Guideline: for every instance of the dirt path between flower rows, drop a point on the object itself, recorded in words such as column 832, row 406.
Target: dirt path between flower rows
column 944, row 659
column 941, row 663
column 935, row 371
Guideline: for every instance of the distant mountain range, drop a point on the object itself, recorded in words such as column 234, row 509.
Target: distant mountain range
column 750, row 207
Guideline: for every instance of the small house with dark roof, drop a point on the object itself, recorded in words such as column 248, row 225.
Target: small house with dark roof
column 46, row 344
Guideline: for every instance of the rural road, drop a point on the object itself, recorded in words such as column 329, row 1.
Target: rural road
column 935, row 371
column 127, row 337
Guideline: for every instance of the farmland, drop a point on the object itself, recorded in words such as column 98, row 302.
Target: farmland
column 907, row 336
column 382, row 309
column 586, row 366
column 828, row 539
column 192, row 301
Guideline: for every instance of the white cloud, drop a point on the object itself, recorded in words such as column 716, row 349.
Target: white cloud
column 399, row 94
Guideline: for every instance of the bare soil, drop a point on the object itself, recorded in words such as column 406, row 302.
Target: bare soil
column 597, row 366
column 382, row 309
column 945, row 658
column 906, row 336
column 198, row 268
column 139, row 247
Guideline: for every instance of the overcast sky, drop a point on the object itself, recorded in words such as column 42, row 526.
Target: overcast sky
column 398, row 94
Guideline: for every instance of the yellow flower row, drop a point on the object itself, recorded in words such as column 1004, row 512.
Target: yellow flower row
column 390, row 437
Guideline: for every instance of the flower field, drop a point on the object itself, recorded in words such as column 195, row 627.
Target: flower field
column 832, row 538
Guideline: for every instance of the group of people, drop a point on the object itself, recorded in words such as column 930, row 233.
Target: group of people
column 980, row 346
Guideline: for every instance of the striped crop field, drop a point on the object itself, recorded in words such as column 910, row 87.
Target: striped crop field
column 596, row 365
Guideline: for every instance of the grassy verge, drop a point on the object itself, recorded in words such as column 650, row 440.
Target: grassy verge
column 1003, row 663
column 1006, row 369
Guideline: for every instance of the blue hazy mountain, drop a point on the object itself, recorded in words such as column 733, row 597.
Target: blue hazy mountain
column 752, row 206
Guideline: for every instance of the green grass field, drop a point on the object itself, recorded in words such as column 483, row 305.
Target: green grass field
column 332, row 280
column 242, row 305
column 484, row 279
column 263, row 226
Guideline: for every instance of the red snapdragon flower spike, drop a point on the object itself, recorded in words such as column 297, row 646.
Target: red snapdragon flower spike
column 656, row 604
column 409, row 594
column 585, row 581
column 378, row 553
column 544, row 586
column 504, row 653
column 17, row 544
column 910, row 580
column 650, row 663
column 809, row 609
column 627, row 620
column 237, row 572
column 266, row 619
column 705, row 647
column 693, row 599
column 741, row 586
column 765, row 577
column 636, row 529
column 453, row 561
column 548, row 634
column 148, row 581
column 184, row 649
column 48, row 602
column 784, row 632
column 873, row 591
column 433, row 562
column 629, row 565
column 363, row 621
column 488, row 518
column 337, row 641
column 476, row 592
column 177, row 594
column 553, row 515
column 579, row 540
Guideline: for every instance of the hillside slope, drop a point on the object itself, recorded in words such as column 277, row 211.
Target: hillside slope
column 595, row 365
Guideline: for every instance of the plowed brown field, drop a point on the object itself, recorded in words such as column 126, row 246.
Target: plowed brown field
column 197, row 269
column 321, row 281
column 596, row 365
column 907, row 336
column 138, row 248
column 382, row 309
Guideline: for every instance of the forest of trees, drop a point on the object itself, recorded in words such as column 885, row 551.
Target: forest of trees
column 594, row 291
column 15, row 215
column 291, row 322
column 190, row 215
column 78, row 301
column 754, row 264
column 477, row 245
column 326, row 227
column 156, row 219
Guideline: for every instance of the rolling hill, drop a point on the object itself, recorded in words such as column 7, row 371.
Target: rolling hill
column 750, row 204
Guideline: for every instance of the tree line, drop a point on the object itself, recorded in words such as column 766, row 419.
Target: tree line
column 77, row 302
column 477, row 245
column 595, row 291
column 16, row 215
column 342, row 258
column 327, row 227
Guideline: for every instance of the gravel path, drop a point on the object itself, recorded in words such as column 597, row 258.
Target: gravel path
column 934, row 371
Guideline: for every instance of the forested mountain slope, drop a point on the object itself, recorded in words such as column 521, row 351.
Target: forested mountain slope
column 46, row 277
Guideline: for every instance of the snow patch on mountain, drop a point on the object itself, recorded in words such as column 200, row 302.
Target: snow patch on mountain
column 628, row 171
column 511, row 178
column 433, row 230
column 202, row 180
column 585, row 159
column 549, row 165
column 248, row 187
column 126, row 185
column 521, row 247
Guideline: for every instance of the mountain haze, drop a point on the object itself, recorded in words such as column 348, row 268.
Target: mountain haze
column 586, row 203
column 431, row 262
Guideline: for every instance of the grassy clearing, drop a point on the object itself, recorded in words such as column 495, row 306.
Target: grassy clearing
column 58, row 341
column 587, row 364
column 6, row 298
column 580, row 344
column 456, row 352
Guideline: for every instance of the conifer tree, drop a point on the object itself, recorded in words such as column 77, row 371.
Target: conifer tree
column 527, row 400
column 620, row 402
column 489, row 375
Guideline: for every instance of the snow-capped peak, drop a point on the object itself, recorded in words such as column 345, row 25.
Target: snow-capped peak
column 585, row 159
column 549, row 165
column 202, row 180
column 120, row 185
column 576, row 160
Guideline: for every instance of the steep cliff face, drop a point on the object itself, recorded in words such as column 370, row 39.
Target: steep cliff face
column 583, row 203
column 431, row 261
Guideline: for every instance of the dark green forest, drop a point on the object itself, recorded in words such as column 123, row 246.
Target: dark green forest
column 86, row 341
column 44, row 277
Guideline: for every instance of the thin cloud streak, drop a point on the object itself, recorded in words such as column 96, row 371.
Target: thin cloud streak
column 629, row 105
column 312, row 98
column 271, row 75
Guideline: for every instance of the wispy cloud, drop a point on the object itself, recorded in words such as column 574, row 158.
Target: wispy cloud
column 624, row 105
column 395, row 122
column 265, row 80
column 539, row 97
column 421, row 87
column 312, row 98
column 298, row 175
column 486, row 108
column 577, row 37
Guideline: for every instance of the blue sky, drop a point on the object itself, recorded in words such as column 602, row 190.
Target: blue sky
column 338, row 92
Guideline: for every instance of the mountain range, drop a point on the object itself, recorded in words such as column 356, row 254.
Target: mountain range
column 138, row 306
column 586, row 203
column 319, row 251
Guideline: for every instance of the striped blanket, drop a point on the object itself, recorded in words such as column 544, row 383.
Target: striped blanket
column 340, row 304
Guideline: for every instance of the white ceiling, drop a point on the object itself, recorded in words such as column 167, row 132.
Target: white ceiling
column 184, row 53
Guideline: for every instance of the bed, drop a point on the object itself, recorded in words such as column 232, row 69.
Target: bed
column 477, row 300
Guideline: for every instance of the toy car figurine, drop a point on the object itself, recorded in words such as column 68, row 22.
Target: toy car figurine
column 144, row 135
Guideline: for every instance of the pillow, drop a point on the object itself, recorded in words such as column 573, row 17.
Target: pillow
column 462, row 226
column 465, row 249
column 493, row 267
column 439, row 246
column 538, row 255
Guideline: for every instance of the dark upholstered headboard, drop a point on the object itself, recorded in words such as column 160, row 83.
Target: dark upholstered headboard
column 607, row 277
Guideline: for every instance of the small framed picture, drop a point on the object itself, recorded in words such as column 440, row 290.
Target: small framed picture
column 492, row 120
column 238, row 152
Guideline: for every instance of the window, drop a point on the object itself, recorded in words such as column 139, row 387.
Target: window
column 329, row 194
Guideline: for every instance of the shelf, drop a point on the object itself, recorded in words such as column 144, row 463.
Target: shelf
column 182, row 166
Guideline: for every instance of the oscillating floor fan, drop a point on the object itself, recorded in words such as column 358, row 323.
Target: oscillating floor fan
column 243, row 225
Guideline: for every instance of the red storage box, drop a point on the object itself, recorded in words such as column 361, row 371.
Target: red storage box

########

*WHAT THE TASK REQUIRES*
Only the lines above from the one with "Target: grassy verge" through the one with "Guideline: for every instance of the red snapdragon" should be duplicated, character for character.

*RESPONSE TO THIS TASK*
Target: grassy verge
column 1003, row 663
column 1006, row 369
Guideline: for every instance of the blue hazy mountain, drop a point on the object itself, recorded in words such as column 733, row 597.
Target: blue hazy mountain
column 752, row 206
Guideline: for every instance of the green grass field, drop a point on the object itself, recorded in words such as column 483, row 305.
Target: green grass field
column 332, row 280
column 242, row 305
column 484, row 279
column 263, row 226
Guideline: for every instance of the red snapdragon flower spike, drop a point on the object itself, recorded in words such as column 297, row 646.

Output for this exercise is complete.